Aim of the exercise
Select each line in the records below that contains the string "roof" and copy those lines out unchanged.

:::

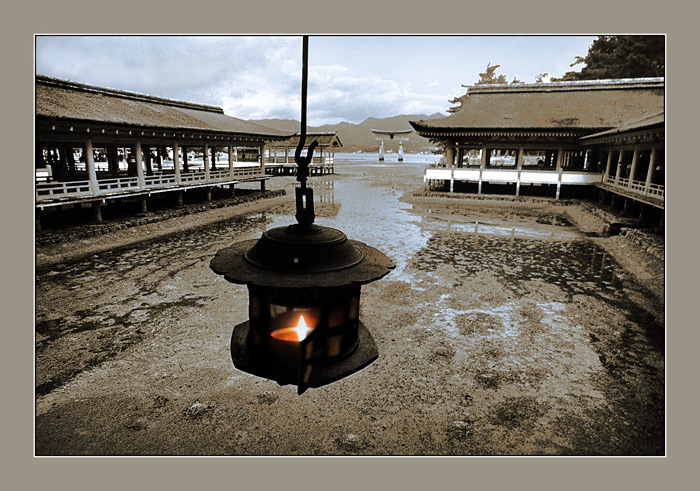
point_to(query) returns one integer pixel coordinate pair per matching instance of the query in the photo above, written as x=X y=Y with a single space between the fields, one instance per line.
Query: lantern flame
x=302 y=329
x=295 y=334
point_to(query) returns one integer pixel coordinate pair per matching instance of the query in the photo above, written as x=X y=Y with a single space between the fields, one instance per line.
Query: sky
x=351 y=78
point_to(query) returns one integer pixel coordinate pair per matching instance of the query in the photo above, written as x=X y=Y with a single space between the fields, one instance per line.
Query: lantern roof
x=299 y=256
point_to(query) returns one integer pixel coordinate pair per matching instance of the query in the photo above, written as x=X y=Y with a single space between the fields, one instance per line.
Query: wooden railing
x=638 y=187
x=46 y=191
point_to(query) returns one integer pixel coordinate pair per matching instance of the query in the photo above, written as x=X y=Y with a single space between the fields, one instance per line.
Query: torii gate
x=391 y=134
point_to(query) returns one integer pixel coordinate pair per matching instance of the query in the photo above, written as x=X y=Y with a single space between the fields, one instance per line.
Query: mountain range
x=359 y=137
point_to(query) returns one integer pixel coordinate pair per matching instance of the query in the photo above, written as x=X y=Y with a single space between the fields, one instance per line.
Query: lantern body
x=304 y=304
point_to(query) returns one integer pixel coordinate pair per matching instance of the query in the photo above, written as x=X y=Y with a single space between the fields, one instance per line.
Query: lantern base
x=323 y=374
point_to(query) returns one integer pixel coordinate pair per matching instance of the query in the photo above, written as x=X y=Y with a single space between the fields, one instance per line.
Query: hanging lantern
x=304 y=284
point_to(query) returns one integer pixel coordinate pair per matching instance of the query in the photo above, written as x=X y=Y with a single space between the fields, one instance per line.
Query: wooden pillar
x=176 y=165
x=37 y=219
x=482 y=166
x=519 y=165
x=139 y=165
x=97 y=211
x=90 y=163
x=650 y=171
x=185 y=167
x=619 y=166
x=560 y=171
x=635 y=157
x=113 y=160
x=262 y=161
x=205 y=156
x=607 y=165
x=449 y=156
x=147 y=157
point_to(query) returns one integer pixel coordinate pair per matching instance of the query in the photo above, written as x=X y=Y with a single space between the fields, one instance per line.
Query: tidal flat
x=505 y=329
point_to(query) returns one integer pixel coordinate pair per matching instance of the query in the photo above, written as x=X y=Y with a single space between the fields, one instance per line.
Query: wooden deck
x=53 y=193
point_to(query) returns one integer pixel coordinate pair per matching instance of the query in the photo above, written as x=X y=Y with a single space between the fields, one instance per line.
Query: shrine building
x=97 y=147
x=601 y=138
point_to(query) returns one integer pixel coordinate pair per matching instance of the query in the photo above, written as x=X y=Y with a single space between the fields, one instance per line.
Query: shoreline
x=157 y=227
x=638 y=253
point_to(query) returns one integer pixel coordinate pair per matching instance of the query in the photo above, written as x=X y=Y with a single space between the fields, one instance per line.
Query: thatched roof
x=637 y=124
x=585 y=106
x=64 y=100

:::

Expected output
Query: lantern roof
Query: thatched roof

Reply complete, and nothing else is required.